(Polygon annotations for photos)
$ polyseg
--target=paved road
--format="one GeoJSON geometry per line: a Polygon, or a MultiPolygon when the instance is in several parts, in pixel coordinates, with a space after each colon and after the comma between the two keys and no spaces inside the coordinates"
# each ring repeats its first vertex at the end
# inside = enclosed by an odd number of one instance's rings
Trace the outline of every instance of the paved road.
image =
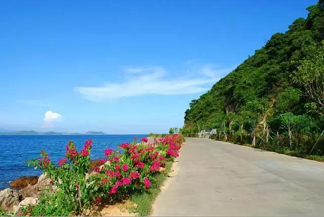
{"type": "Polygon", "coordinates": [[[152,215],[324,215],[324,163],[186,139],[152,215]]]}

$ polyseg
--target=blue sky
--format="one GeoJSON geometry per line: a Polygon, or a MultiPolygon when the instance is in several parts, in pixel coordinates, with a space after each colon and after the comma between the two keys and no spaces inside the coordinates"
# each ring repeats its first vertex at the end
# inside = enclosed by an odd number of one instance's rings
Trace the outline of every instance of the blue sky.
{"type": "Polygon", "coordinates": [[[316,1],[0,2],[0,129],[181,127],[192,99],[316,1]]]}

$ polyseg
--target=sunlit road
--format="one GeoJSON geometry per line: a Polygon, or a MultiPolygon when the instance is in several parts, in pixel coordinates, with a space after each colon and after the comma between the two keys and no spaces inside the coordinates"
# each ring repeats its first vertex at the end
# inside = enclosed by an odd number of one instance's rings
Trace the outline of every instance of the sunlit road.
{"type": "Polygon", "coordinates": [[[324,163],[186,138],[152,215],[323,215],[324,163]]]}

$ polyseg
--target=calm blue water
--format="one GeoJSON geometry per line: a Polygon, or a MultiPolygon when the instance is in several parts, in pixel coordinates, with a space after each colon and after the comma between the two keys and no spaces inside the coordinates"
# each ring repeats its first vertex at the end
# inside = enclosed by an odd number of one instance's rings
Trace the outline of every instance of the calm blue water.
{"type": "Polygon", "coordinates": [[[65,146],[72,140],[78,150],[86,140],[92,139],[91,159],[104,158],[104,150],[108,148],[119,150],[117,147],[123,142],[130,142],[133,135],[0,135],[0,189],[9,186],[8,182],[24,176],[39,175],[40,170],[35,170],[25,164],[25,161],[39,157],[45,150],[50,155],[52,162],[56,163],[63,157],[65,146]]]}

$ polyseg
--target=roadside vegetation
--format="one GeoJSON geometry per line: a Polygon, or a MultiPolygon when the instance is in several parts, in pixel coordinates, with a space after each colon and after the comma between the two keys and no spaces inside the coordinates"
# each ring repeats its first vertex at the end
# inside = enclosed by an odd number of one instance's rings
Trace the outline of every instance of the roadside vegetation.
{"type": "MultiPolygon", "coordinates": [[[[52,180],[37,204],[21,207],[15,215],[68,216],[87,215],[94,204],[113,204],[130,200],[136,203],[132,211],[148,215],[152,203],[182,145],[180,135],[167,135],[149,143],[147,138],[120,147],[123,153],[106,149],[101,165],[89,172],[92,141],[86,141],[78,151],[70,141],[65,157],[58,165],[43,151],[41,157],[29,162],[52,180]]],[[[0,214],[4,212],[0,209],[0,214]]]]}
{"type": "Polygon", "coordinates": [[[324,1],[189,104],[180,131],[324,161],[324,1]]]}

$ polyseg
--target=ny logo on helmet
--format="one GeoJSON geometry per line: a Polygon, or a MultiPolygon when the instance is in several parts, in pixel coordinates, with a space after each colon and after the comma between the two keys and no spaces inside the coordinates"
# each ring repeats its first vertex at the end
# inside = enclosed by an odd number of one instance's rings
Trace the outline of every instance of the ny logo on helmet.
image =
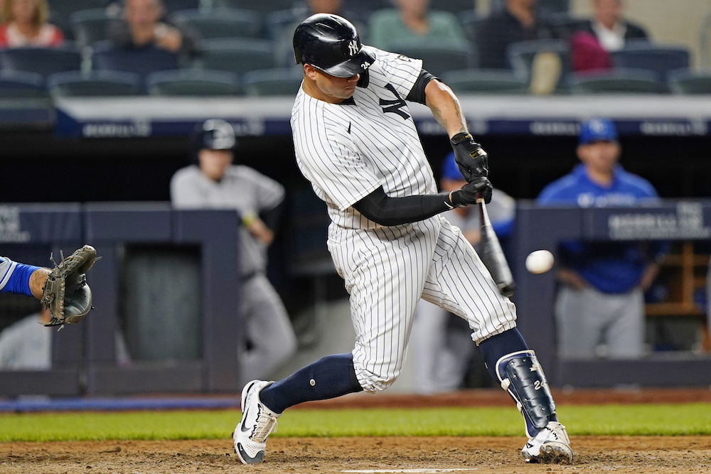
{"type": "Polygon", "coordinates": [[[351,56],[356,55],[356,53],[358,53],[358,41],[351,40],[351,43],[348,43],[348,53],[351,56]]]}

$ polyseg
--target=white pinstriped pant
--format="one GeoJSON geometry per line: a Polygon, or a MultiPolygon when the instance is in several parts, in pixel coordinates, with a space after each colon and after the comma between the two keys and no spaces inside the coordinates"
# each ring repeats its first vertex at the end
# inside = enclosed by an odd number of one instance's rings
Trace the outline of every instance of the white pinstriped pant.
{"type": "Polygon", "coordinates": [[[400,375],[420,297],[466,319],[477,343],[516,325],[515,306],[444,217],[368,230],[331,224],[328,245],[351,295],[353,365],[366,392],[400,375]]]}

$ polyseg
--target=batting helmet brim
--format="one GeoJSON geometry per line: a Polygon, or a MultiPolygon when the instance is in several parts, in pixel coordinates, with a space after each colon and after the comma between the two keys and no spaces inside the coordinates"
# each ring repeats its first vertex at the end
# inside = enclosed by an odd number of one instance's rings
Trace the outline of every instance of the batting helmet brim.
{"type": "Polygon", "coordinates": [[[375,62],[375,53],[368,49],[366,46],[363,46],[353,58],[351,58],[347,61],[343,61],[340,64],[337,64],[335,66],[324,68],[319,68],[319,66],[313,64],[311,65],[314,66],[319,70],[323,71],[326,74],[336,77],[351,77],[356,74],[363,74],[365,72],[365,70],[370,67],[373,62],[375,62]]]}

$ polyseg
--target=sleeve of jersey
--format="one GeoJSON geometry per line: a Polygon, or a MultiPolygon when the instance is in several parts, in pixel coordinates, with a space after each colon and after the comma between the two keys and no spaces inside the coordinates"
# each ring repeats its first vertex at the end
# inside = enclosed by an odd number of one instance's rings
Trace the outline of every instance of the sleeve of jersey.
{"type": "Polygon", "coordinates": [[[375,55],[387,81],[401,97],[407,97],[419,77],[422,60],[382,50],[375,50],[375,55]]]}
{"type": "Polygon", "coordinates": [[[17,263],[10,259],[0,257],[0,291],[7,285],[12,276],[17,263]]]}

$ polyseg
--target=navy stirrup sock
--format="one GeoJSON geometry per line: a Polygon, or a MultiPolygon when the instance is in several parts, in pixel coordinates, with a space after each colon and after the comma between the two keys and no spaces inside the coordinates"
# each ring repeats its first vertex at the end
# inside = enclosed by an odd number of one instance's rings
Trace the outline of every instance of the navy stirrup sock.
{"type": "Polygon", "coordinates": [[[353,354],[327,355],[260,393],[262,403],[275,413],[311,400],[325,400],[360,392],[353,354]]]}
{"type": "Polygon", "coordinates": [[[481,341],[479,343],[479,349],[484,357],[486,370],[498,384],[499,380],[496,377],[496,362],[498,360],[512,352],[528,350],[528,345],[518,329],[514,328],[481,341]]]}

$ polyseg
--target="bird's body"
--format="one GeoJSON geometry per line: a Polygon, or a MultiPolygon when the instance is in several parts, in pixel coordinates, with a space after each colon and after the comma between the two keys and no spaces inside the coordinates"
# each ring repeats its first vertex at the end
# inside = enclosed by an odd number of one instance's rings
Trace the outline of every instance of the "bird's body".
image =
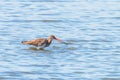
{"type": "Polygon", "coordinates": [[[29,41],[22,41],[22,43],[33,45],[35,47],[39,47],[40,49],[43,49],[45,47],[48,47],[51,44],[53,39],[58,40],[59,42],[62,42],[60,39],[57,39],[54,35],[50,35],[48,39],[38,38],[38,39],[29,40],[29,41]]]}

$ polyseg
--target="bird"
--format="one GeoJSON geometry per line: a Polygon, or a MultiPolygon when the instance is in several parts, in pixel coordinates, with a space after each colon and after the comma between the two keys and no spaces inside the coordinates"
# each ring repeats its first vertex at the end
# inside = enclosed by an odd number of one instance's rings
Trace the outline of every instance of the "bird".
{"type": "Polygon", "coordinates": [[[58,42],[63,42],[62,40],[56,38],[54,35],[50,35],[48,36],[48,39],[46,38],[37,38],[37,39],[33,39],[33,40],[28,40],[28,41],[22,41],[22,44],[25,45],[33,45],[37,48],[39,48],[40,50],[44,50],[45,47],[49,47],[52,40],[57,40],[58,42]]]}

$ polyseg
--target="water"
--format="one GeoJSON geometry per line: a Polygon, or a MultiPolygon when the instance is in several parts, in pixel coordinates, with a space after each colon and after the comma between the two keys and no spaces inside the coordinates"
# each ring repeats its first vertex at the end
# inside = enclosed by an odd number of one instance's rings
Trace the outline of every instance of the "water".
{"type": "Polygon", "coordinates": [[[119,0],[1,0],[0,80],[120,80],[119,66],[119,0]],[[50,34],[68,44],[21,44],[50,34]]]}

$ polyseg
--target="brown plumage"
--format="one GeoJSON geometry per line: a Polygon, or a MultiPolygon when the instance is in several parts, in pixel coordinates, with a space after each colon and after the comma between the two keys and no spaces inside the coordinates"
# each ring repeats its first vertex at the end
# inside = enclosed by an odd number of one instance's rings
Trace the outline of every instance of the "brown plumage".
{"type": "Polygon", "coordinates": [[[23,44],[28,44],[28,45],[33,45],[33,46],[40,47],[40,48],[45,48],[45,47],[48,47],[51,44],[53,39],[55,39],[59,42],[63,42],[62,40],[56,38],[54,35],[50,35],[48,37],[48,39],[38,38],[38,39],[34,39],[34,40],[29,40],[29,41],[22,41],[22,43],[23,44]]]}

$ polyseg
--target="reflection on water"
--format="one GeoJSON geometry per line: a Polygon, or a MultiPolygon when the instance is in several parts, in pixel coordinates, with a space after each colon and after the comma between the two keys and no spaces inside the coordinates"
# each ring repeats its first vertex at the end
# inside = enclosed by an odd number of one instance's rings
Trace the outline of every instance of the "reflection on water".
{"type": "Polygon", "coordinates": [[[1,80],[120,80],[119,0],[5,1],[1,80]],[[44,50],[21,44],[50,34],[64,43],[44,50]]]}

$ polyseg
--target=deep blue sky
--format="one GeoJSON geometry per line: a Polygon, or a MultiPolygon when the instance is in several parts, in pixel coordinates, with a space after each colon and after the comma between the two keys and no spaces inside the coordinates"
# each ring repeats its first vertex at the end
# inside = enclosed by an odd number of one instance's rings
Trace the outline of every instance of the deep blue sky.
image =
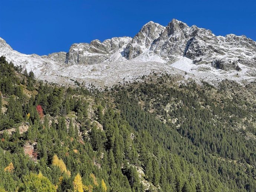
{"type": "Polygon", "coordinates": [[[68,52],[75,43],[133,36],[150,21],[175,18],[216,35],[256,40],[256,0],[1,1],[0,37],[26,54],[68,52]]]}

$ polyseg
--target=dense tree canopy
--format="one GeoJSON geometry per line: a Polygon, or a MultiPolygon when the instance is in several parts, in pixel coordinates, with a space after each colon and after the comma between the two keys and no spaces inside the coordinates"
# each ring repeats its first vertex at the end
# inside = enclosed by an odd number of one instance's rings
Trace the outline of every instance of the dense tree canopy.
{"type": "Polygon", "coordinates": [[[0,57],[0,191],[256,191],[253,85],[35,78],[0,57]]]}

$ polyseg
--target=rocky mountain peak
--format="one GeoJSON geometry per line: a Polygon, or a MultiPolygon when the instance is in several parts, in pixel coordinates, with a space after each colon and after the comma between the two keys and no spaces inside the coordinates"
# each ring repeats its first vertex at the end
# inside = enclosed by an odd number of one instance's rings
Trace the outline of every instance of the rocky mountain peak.
{"type": "Polygon", "coordinates": [[[150,21],[132,38],[75,43],[66,53],[48,56],[20,53],[0,38],[0,55],[53,82],[66,77],[91,82],[118,82],[138,77],[153,69],[173,73],[173,67],[194,75],[192,78],[209,77],[210,82],[256,79],[256,42],[244,36],[216,36],[210,30],[190,27],[175,19],[166,27],[150,21]]]}
{"type": "Polygon", "coordinates": [[[171,35],[180,32],[184,33],[189,29],[187,24],[175,19],[169,23],[166,27],[168,35],[171,35]]]}

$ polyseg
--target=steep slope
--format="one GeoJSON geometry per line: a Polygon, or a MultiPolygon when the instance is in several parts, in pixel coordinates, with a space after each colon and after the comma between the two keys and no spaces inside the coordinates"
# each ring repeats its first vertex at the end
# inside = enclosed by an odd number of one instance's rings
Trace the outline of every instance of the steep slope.
{"type": "Polygon", "coordinates": [[[153,71],[181,76],[186,72],[185,78],[212,84],[226,79],[243,83],[256,76],[255,42],[244,36],[217,36],[175,19],[165,27],[150,21],[132,39],[75,43],[67,53],[47,56],[20,53],[0,39],[0,55],[33,70],[40,79],[59,83],[76,80],[102,87],[153,71]]]}

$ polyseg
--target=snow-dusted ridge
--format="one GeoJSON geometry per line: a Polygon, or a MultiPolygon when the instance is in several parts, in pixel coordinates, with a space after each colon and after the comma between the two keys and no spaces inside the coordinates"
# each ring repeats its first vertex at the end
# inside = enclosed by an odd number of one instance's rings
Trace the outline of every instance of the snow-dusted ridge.
{"type": "Polygon", "coordinates": [[[40,79],[61,84],[73,83],[72,79],[111,86],[153,71],[214,84],[224,79],[242,83],[256,76],[255,42],[244,36],[216,36],[175,19],[166,27],[150,21],[132,38],[75,43],[68,53],[48,56],[21,53],[0,38],[1,55],[32,70],[40,79]]]}

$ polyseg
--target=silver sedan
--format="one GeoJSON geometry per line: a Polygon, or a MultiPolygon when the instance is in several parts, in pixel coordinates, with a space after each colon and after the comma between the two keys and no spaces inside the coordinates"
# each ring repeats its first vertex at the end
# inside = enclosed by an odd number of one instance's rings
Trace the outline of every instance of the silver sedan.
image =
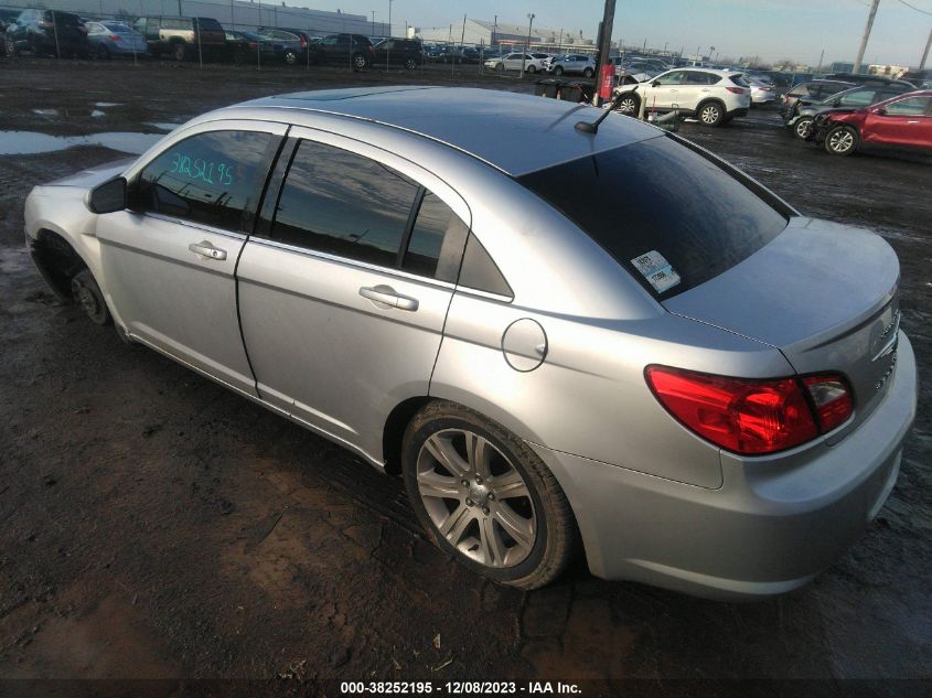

**Goal:** Gather every line of the listing that contains the word "silver". Reproduce each such line in full.

**Correct result:**
--target=silver sedan
Trace the outline of every instance of the silver sedan.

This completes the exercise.